However, since the goal of POR is to eliminate the need to explore excessive job execution orderings, we need to make a trade-off between the exactness of the analysis and its scalability. In this work, we propose an exact schedulability analysis that returns safe but not tight response-time bounds (i.e., the lower bound reported by our solution might be smaller than the actual BCRT of a job and the upper bound reported by our solution might be larger than the actual WCRT of the job) in exchange for a reduced state-space. That is, we present an analysis that satisfies both conditions (i) and (ii) of Definition 3 but only condition (i) of Definition 4.

Thus, we define a safe partial-order reduction as follows.

Definition 5

A POR of a set of jobs \(\mathcal {J}^S\) is safe iff it maintains both conditions of Definition 3 (i.e., provide an exact schedulability analysis) and satisfies condition (i) in Definition 4 (i.e., derives safe bounds on the response time).

The key to having a safe POR is that the jobs in the reduction set do not affect the response time of the jobs that are not contained in the reduction set. Therefore, we define a safe reduction set as follows.

Definition 6

Given a system state \(v_p\), a set of jobs is a safe reduction set (denoted by \(\mathcal {J}^M(v_p)\)) iff there is no other job in \(\mathcal {J} \setminus (\mathcal {J}^M(v_p) \cup \mathcal {J}^P)\) that can start executing before all jobs in \(\mathcal {J}^M(v_p)\) finish their execution.

For simplicity, we omit to specify the state in the notation and simply denote a safe reduction set by \(\mathcal {J\,}^M\) when it is apparent from the context which state is being referred to. We will discuss how to compute \(\mathcal {J\,}^M\) in detail in Sect. 4.4.

++++++++++

## Requests
1: In the text on partial-order reduction, which section is said to cover how a safe reduction set is computed?
2: Carry on the text on partial-order reduction from its final sentence.

++++++++++

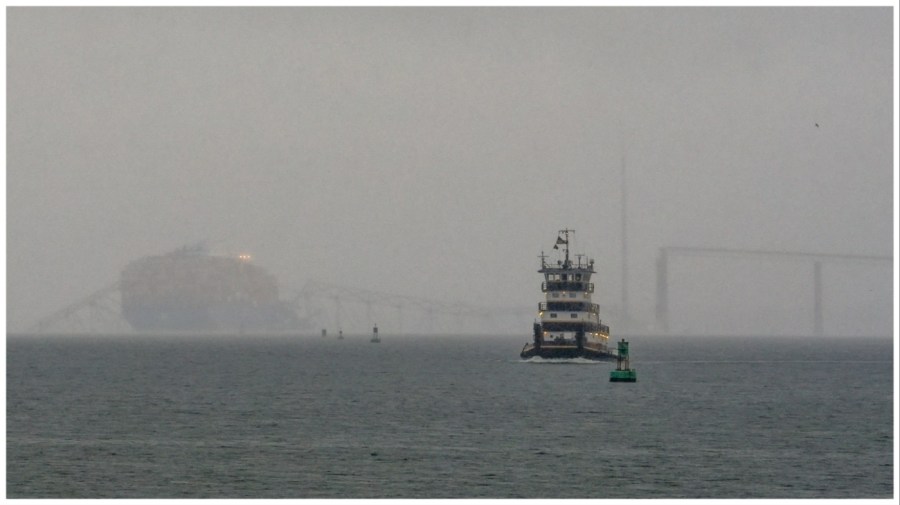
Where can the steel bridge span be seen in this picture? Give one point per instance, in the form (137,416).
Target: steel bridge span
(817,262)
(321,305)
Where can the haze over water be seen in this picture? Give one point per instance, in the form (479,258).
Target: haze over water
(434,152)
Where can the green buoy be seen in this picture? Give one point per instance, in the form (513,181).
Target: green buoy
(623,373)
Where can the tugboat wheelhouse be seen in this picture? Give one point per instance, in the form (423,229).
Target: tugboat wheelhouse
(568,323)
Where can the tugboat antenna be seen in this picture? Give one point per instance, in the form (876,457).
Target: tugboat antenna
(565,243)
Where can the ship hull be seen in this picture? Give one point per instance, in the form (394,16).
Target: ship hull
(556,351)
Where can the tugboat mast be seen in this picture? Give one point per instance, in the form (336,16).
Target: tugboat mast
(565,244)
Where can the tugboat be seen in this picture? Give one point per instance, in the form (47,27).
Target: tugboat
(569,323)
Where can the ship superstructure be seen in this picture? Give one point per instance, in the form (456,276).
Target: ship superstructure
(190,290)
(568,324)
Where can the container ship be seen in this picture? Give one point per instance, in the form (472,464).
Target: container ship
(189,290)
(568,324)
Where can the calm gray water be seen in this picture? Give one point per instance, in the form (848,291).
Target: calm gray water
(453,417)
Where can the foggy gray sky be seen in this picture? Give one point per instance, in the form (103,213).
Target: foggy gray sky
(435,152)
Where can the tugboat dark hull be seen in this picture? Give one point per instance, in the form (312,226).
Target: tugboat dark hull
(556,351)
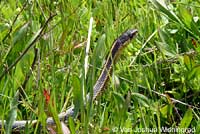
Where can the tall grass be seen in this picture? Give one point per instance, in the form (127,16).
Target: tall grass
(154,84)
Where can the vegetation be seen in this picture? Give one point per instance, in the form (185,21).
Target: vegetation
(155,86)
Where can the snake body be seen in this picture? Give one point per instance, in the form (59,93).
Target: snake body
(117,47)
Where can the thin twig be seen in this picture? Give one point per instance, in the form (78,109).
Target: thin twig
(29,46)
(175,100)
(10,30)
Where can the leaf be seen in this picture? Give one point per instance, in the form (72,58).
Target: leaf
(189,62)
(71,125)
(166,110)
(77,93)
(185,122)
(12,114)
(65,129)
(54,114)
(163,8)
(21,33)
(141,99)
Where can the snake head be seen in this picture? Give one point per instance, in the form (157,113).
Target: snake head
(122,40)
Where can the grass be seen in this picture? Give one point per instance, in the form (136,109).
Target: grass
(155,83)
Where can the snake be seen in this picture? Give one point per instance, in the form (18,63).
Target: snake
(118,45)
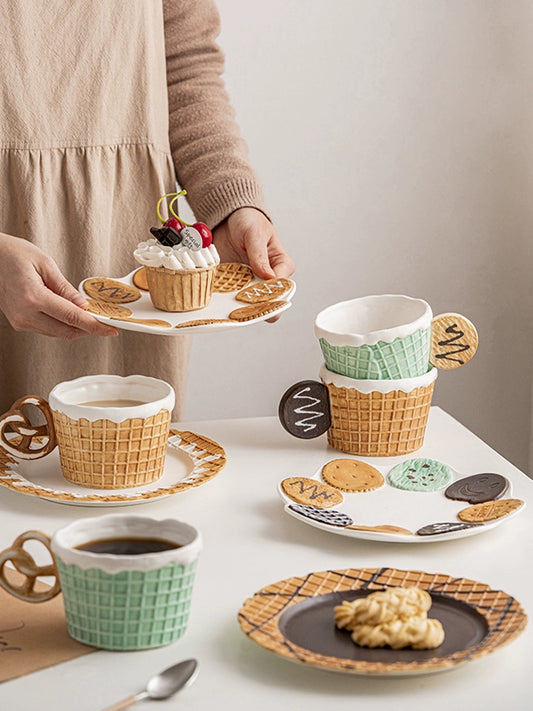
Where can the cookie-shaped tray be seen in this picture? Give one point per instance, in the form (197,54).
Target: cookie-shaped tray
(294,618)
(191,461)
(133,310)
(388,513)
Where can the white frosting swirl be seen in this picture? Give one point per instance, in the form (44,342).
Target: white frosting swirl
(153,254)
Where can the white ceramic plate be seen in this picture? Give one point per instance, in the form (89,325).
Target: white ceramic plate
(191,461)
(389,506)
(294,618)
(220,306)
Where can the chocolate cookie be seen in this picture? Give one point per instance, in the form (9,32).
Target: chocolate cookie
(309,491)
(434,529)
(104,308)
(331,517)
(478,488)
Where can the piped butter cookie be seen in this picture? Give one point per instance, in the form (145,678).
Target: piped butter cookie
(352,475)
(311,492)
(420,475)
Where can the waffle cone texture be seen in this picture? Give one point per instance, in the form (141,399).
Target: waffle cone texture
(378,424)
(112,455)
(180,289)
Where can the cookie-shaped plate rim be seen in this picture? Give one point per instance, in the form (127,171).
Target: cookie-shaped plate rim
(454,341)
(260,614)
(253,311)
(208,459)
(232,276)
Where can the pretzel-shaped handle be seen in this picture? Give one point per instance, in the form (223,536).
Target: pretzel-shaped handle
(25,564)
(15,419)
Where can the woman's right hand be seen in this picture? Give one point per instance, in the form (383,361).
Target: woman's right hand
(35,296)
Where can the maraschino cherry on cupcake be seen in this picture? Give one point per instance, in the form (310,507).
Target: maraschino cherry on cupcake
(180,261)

++++++++++

## Answers for this exercise
1: Section 4.4.

2:
Having defined the criteria that should hold for a safe POR with a safe reduction set, we are ready to formally introduce our problem as follows:

Problem 1

Given a system state \(v_p\), find a safe reduction set \(\mathcal {J\,}^M\) that satisfies the conditions of Definitions 5 and 6.

4.2 Overview of the solution

Fig. 2
figure 2

An overview of the partial-order reduction before exploring a state \(v_p\): from the initial candidate reduction set to constructing a safe reduction set

This section provides an overview of our solution for partial-order reduction (shown in Fig. 2). As mentioned earlier, the key idea is to construct a safe reduction set \(\mathcal {J\,}^M\) before letting the original SAG analysis explore a state \(v_p\). If we find such a safe reduction set, then we add all jobs in \(\mathcal {J\,}^M\) on one single edge that evolves state \(v_p\) to the next system state (as shown in the example in Fig. 1d). Otherwise, we let the original SAG analysis explore all the possible states reachable from state \(v_p\). In that case, one outgoing edge per potential direct successor job of state \(v_p\) will be added to \(v_p\). These two outcomes are shown on the right side of Fig. 2. A more formal explanation of this process will be presented in Sect. 4.9 (Algorithm 4), after we put all pieces of the analysis together.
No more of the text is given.